### What you should do
Of all the entries below, only the lines from the one with "Target: man in background" up to and including the one with "Where can you see the white cylindrical" are to be duplicated exactly.

### Task input
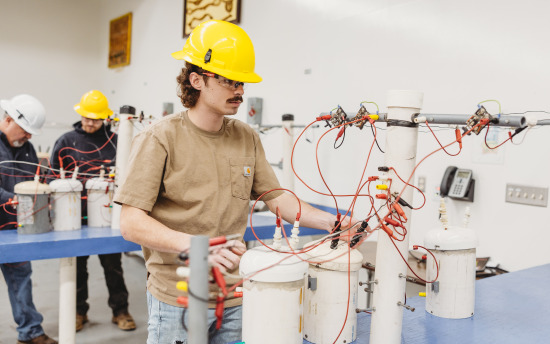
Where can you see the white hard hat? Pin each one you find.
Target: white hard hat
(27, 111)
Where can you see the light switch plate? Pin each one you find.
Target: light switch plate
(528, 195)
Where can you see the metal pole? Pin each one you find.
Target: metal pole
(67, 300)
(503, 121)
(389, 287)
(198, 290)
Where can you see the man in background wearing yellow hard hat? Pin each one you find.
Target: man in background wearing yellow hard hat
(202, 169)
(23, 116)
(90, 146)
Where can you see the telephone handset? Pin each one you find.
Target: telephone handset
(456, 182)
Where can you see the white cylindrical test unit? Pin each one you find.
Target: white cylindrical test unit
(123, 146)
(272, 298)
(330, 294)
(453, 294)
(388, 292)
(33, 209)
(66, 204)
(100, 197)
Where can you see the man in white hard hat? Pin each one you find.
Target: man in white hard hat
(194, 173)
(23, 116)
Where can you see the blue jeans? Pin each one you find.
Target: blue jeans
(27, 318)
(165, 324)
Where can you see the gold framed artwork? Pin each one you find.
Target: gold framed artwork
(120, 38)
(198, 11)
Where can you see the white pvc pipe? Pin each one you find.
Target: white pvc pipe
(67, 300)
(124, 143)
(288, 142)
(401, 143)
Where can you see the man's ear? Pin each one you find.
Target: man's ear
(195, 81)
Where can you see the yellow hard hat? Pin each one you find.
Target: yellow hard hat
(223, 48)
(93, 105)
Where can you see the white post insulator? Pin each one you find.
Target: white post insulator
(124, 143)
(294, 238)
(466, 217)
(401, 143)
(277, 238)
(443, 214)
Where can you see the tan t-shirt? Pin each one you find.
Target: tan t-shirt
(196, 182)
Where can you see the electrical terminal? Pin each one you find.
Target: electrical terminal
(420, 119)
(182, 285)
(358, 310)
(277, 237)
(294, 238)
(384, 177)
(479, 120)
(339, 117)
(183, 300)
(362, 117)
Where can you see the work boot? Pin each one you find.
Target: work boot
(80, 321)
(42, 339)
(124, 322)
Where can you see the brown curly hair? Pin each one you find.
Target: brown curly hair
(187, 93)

### Expected answer
Target: man in background wearing yellow hard hat
(202, 169)
(23, 116)
(90, 146)
Where can you see the telephone handset? Pin each one you find.
Target: telephone handset
(456, 182)
Where can you see the white cylindrical test unit? Pin each one you find.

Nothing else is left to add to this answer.